* **REQUIREMENTS**: Swap "photo" for "image" in the material from the line with "Please examine the photo and determine if any trash" up to and including the line with "796 228 904 661". Give back only those lines, with everything else unchanged.

##### DATASET RECORDS

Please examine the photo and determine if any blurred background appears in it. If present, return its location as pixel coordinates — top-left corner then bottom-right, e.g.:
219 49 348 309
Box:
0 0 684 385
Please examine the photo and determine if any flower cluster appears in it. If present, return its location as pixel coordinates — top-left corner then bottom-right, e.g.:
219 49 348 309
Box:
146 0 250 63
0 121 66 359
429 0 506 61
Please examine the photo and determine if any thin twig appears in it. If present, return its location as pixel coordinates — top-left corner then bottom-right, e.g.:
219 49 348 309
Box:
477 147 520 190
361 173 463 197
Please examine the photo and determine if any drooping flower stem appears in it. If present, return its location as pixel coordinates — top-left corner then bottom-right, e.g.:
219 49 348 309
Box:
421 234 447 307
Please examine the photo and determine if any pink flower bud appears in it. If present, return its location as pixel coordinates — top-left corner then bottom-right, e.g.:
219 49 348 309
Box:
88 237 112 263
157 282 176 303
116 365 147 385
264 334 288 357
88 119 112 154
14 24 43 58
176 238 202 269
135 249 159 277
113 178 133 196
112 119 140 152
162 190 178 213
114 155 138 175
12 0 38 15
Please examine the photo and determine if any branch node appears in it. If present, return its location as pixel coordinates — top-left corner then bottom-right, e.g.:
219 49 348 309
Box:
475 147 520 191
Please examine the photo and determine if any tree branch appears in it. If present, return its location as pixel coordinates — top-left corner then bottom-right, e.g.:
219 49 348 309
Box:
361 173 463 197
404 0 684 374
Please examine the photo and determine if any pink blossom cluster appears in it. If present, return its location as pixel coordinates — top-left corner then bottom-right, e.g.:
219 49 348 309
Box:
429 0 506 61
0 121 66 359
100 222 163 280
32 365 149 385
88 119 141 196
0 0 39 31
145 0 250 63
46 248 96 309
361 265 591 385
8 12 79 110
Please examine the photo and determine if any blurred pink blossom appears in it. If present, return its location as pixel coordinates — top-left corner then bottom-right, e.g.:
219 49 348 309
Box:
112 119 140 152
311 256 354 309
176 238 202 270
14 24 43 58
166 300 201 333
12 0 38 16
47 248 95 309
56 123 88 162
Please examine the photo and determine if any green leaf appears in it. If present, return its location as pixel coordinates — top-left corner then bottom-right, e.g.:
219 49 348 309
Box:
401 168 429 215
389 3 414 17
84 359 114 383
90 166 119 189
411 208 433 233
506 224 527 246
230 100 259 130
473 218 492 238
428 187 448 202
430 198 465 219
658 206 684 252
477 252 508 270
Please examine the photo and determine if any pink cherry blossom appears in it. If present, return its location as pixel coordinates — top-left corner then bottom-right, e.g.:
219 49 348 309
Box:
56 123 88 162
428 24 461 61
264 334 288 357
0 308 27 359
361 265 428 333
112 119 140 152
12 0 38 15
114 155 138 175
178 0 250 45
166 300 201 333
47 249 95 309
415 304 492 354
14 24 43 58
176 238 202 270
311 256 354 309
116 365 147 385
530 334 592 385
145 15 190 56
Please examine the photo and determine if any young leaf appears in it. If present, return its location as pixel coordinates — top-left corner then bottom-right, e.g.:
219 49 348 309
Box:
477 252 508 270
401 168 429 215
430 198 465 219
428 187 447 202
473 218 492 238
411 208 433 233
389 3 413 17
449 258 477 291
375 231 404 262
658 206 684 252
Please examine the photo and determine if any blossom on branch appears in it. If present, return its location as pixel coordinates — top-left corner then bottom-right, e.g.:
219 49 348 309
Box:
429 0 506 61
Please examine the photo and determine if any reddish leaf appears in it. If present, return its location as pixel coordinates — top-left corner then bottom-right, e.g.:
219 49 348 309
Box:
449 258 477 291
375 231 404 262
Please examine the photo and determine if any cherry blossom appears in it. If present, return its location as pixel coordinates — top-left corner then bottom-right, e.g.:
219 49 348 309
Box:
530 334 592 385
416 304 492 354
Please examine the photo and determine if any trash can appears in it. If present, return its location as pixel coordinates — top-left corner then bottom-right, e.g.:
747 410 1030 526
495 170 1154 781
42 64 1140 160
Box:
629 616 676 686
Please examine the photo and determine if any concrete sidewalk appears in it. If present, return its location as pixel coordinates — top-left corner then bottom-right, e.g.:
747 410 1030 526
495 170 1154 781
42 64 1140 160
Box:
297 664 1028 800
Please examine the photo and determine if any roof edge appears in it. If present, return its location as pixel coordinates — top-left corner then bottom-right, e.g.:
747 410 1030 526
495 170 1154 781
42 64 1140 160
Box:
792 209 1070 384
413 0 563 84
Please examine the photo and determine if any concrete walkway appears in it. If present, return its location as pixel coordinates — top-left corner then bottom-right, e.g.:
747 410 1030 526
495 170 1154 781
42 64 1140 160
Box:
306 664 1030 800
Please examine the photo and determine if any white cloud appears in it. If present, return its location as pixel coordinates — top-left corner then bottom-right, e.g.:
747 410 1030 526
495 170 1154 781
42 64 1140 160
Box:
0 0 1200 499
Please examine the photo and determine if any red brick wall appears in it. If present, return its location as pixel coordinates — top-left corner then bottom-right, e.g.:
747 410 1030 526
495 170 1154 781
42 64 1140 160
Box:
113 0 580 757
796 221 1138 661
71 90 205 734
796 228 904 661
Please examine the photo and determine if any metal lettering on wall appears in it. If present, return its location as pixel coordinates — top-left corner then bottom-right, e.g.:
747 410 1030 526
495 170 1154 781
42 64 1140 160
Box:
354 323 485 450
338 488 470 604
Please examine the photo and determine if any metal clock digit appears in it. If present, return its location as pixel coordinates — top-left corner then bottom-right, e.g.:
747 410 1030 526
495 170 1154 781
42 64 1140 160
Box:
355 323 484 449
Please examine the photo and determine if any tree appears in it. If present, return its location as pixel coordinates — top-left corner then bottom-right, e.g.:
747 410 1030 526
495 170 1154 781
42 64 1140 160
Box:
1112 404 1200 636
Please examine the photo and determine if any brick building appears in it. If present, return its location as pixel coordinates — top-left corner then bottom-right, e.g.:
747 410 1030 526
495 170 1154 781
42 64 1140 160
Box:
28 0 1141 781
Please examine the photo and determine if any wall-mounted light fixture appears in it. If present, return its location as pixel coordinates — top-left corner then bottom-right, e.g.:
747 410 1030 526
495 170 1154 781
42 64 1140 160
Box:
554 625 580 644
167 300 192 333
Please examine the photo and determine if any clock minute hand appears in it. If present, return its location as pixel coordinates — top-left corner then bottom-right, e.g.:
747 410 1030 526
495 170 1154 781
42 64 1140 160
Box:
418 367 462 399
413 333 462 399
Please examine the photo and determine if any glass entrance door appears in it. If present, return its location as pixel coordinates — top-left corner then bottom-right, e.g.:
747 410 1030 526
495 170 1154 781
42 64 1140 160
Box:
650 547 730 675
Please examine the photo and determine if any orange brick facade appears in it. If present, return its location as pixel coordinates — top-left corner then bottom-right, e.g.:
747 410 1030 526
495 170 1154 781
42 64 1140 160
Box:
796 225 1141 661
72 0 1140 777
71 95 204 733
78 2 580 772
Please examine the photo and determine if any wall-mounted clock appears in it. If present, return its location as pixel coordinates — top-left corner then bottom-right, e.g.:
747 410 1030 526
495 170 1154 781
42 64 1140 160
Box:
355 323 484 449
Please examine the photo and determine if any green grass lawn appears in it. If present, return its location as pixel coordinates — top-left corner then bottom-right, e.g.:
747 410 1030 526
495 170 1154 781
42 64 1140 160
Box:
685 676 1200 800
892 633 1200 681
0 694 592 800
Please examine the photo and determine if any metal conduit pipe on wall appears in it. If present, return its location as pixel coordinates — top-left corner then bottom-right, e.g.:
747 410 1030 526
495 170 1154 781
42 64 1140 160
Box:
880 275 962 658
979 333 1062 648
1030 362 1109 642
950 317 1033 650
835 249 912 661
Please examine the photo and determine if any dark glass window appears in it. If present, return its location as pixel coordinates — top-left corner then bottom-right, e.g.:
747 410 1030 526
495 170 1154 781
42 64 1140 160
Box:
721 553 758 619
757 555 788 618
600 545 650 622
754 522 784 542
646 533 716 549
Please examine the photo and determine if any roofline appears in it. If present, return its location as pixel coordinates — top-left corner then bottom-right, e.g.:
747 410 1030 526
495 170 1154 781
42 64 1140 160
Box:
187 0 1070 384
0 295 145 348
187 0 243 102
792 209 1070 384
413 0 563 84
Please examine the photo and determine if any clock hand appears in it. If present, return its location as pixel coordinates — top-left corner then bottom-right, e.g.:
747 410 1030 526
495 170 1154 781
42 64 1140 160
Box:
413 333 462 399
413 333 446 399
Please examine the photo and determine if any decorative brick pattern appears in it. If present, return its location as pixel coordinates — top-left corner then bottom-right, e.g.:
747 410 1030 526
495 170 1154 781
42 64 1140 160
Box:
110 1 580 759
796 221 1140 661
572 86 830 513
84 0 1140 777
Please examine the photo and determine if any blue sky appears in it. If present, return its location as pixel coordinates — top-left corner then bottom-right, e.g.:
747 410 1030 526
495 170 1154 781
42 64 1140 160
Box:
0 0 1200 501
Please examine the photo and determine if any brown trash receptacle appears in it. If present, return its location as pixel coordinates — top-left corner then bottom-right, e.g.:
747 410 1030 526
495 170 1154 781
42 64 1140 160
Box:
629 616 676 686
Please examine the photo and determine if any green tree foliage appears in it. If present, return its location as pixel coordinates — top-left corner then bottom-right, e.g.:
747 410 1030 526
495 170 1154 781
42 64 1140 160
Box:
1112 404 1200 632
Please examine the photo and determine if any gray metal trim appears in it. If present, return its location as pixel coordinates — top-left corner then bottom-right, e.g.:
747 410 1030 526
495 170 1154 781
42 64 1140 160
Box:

##########

* **SOLUTION TO THIS EXERCISE**:
Please examine the image and determine if any trash can appears in it. If present, return its location as pixel coordinates — top-left corner then bottom-right, e.g.:
747 410 1030 526
495 170 1154 781
42 64 1140 160
Box:
629 616 676 686
Please examine the image and determine if any concrete sidewalk appears in it. If present, return its location as pixel coordinates — top-left corner then bottom-right, e.g.:
747 410 1030 526
495 170 1154 781
42 64 1140 160
Box:
297 664 1028 800
Please examine the image and determine if any roof edge appears in it. If present, return its location as pixel coordinates — top-left corner then bottom-right, e.g.:
747 410 1030 526
495 170 1154 781
42 64 1140 160
Box:
792 209 1070 384
413 0 563 84
Please examine the image and determine if any concrete walkway appears in it. If present, return its location as pixel coordinates — top-left corner then bottom-right, e.g.:
747 410 1030 526
495 170 1154 781
42 64 1140 160
Box:
306 664 1030 800
Please examine the image and determine if any white cloud appears in it. If present, return its location as pixel coordinates — top-left corner then bottom-right, e.g.:
747 410 1030 526
495 170 1154 781
42 64 1140 160
Box:
0 0 1200 499
Please examine the image and determine if any red brick wall appears in it. If present, return its location as pixel coordinates — top-left corner then bottom-right, e.g.:
747 410 1030 526
495 170 1154 781
42 64 1140 160
Box:
113 0 580 757
796 221 1138 661
71 90 205 734
796 228 904 661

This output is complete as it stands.